━━ RECORDS PROVIDED

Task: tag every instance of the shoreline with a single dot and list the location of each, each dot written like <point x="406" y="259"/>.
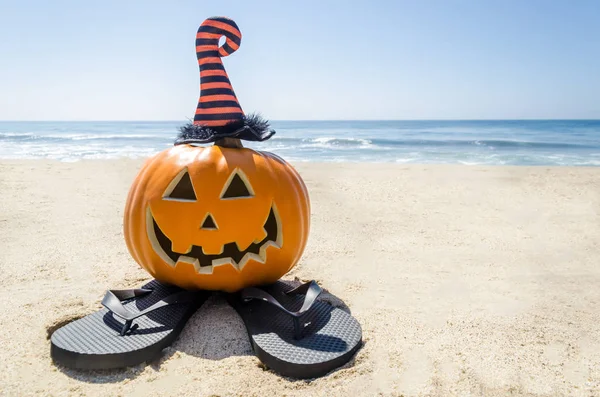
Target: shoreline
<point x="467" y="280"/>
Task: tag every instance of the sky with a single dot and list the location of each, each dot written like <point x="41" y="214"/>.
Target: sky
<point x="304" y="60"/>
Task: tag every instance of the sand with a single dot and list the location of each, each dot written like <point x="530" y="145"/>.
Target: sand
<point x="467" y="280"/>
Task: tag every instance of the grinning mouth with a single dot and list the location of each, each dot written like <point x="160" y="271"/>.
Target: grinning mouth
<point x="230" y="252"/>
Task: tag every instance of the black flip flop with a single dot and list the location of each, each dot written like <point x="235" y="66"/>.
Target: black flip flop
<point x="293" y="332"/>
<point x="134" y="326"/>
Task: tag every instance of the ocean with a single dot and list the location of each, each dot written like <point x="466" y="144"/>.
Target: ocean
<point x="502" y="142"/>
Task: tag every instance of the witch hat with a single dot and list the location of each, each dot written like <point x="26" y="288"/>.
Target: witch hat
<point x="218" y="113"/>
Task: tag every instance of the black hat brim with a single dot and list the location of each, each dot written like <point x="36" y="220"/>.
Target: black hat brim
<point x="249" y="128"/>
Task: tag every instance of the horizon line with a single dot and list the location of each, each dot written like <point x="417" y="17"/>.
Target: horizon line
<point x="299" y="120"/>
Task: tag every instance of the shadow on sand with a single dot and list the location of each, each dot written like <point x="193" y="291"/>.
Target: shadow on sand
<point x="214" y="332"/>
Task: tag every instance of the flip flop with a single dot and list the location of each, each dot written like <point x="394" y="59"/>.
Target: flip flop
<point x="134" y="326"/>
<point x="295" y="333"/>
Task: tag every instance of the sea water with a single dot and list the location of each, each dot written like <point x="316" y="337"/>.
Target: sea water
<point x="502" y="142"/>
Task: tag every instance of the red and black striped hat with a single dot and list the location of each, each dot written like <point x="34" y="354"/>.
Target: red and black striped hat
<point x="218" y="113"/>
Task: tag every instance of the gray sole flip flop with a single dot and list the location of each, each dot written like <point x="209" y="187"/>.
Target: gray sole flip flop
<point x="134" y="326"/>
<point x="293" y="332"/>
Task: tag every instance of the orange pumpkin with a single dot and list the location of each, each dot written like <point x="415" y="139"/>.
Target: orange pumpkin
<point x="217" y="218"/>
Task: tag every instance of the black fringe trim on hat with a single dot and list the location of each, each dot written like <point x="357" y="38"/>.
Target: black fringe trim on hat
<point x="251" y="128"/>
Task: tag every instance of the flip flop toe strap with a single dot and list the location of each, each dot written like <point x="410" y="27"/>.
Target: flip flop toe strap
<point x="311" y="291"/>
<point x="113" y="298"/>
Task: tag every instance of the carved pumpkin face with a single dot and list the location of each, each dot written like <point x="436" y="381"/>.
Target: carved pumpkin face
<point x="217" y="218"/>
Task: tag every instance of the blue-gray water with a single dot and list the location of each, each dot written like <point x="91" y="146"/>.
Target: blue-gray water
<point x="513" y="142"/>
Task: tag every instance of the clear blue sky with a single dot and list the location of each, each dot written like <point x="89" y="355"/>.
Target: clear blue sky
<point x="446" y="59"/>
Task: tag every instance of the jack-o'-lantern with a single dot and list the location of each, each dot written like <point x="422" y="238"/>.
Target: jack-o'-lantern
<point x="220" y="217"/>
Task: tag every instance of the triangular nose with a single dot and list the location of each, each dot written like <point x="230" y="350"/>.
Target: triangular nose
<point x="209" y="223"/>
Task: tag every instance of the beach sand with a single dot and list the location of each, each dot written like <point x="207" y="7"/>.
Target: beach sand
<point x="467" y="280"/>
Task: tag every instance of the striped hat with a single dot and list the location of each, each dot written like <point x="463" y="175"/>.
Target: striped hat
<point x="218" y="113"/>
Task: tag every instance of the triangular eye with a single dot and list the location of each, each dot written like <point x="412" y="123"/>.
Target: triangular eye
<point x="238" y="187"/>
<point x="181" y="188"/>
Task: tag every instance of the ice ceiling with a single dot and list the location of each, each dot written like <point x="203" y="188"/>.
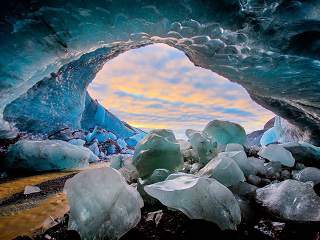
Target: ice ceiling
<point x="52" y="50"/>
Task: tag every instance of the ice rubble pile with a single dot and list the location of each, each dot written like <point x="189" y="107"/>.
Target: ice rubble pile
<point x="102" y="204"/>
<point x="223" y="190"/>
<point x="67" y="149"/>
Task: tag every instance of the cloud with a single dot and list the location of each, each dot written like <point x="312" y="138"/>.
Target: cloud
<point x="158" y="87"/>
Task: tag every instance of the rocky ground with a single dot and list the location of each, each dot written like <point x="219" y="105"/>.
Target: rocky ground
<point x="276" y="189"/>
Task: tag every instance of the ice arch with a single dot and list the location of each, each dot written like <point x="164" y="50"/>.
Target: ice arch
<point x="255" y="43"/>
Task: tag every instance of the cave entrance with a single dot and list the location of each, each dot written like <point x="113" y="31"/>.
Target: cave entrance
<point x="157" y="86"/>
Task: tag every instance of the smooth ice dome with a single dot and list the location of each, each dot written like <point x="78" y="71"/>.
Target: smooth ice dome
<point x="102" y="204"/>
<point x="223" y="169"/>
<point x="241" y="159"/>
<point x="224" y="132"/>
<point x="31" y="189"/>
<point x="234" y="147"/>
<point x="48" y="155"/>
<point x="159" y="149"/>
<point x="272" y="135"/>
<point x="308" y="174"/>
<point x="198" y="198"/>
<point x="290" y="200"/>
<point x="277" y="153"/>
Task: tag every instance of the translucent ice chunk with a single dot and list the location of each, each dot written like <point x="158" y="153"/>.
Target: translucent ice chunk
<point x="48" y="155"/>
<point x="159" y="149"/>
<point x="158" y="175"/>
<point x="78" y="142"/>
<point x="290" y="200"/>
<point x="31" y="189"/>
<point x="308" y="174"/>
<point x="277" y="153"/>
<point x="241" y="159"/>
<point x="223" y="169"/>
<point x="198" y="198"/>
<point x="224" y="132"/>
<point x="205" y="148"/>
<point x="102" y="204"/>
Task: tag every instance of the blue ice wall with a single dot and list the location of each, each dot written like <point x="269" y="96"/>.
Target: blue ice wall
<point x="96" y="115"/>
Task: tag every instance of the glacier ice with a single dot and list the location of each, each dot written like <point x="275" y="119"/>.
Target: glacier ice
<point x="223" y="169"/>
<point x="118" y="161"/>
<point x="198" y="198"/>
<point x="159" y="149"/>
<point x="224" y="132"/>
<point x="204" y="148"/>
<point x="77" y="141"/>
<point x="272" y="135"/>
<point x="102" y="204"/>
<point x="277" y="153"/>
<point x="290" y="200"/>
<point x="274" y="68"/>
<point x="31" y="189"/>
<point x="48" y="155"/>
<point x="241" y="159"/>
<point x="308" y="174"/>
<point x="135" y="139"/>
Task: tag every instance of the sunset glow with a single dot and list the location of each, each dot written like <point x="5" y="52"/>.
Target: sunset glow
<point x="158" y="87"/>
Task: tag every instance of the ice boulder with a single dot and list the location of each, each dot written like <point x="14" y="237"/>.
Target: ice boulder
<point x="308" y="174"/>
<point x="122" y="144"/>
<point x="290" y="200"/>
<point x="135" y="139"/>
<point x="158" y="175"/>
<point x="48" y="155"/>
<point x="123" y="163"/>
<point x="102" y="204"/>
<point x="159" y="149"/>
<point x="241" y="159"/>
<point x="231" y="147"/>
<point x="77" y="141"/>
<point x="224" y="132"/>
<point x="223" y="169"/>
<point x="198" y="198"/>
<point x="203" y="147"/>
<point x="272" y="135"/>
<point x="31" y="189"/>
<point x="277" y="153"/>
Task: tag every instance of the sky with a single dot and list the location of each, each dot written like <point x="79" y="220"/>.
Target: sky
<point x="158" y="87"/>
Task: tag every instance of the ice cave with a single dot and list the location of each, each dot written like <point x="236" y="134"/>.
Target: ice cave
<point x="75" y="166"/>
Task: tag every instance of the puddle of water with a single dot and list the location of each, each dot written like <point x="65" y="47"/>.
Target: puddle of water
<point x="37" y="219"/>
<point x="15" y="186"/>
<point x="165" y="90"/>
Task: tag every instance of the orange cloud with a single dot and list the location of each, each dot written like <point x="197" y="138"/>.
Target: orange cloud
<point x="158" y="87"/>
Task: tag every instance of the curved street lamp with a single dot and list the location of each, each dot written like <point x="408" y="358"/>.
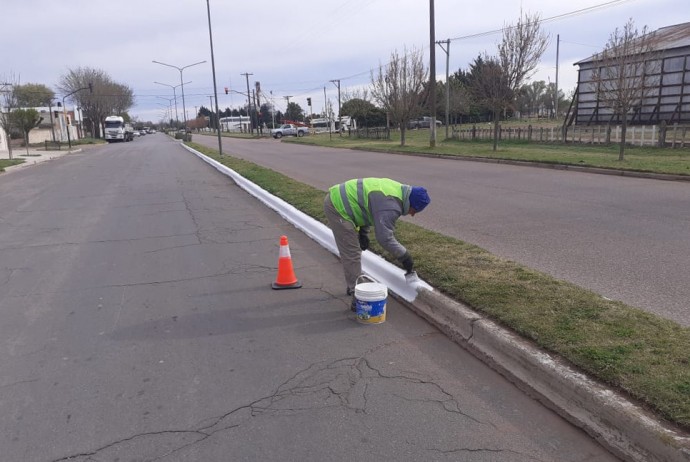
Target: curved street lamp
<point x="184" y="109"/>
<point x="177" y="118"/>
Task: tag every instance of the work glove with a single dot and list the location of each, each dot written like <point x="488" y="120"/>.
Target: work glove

━━━━

→ **REQUIREMENT**: Reproduce, character for character, only the lines of the preceding data that start at the line with "Target: cave entrance" and end at the line with "Task: tag every instance of the smooth", both included.

→ **RESPONSE**:
Target: cave entrance
<point x="157" y="86"/>
Task: tag every instance of the smooth ice dome with a single dot and list the location of each, each dot written like <point x="78" y="71"/>.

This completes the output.